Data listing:
::::
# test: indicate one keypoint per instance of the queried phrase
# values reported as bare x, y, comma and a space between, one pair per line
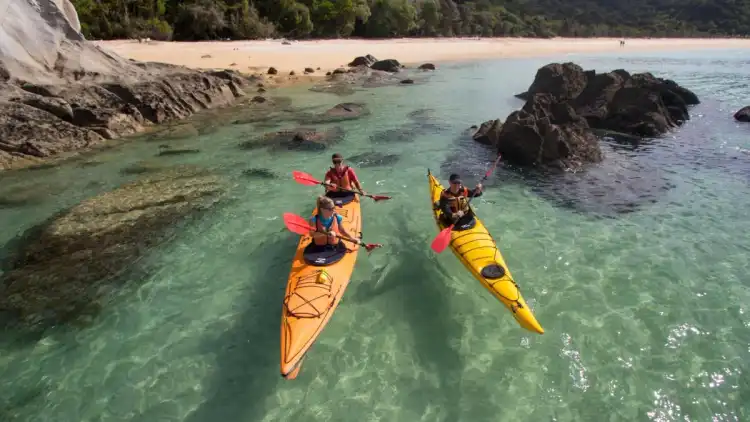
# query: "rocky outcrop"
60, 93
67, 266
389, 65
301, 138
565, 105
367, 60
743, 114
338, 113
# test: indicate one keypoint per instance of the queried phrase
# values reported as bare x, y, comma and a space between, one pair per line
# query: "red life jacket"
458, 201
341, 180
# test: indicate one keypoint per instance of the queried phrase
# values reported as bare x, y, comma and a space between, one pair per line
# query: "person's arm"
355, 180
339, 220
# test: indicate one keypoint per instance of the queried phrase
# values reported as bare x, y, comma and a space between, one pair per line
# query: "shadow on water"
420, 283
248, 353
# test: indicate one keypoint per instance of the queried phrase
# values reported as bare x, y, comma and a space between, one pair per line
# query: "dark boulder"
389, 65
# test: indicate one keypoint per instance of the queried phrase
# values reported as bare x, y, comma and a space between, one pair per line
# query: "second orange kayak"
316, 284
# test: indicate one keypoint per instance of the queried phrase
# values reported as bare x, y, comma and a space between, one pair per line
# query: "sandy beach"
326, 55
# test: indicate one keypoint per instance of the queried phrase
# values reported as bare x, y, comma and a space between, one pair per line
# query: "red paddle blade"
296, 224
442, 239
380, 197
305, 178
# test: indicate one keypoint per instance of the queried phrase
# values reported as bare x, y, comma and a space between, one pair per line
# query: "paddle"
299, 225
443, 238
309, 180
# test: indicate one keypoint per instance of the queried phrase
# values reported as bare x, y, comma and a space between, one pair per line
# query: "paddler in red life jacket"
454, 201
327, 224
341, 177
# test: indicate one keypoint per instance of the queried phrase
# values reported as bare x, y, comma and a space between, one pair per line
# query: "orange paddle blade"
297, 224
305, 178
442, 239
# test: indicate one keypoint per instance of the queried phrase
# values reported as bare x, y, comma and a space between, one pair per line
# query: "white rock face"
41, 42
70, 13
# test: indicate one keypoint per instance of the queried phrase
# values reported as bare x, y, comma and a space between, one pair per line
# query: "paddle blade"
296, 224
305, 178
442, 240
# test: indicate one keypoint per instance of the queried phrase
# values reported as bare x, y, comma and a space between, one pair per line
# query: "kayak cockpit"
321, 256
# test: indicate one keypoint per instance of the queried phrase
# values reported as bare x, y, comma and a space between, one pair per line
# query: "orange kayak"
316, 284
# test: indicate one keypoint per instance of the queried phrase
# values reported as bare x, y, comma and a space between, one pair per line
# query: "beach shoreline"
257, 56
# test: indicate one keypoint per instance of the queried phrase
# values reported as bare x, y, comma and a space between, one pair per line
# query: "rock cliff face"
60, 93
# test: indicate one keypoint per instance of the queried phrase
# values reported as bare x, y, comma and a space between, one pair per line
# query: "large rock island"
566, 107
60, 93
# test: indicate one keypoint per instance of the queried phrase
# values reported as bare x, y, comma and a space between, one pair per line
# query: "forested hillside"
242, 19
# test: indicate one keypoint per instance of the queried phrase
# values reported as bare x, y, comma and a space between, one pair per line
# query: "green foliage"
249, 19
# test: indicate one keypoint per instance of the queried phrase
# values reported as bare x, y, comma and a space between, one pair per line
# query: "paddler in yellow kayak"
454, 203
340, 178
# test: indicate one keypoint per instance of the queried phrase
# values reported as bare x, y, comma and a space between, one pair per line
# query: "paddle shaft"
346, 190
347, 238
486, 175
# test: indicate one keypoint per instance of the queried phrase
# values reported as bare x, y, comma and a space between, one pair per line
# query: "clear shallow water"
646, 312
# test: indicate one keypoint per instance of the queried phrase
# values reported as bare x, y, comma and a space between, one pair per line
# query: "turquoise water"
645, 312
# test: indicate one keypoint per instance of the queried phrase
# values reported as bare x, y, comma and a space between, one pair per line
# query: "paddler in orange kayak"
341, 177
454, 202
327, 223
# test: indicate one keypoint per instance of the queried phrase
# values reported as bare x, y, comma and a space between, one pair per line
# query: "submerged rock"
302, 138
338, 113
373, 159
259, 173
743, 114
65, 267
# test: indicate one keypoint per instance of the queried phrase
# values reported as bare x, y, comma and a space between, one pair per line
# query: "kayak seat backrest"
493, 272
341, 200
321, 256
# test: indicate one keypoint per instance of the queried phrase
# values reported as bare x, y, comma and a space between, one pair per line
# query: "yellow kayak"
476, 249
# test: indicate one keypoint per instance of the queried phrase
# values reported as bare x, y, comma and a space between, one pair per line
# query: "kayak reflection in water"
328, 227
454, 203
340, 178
::::
> **PROBLEM STATEMENT**: Count how many lines in the rows above contain the word "yellow". Reply with the number only.

> **SOLUTION FOR THIS EXERCISE**: 2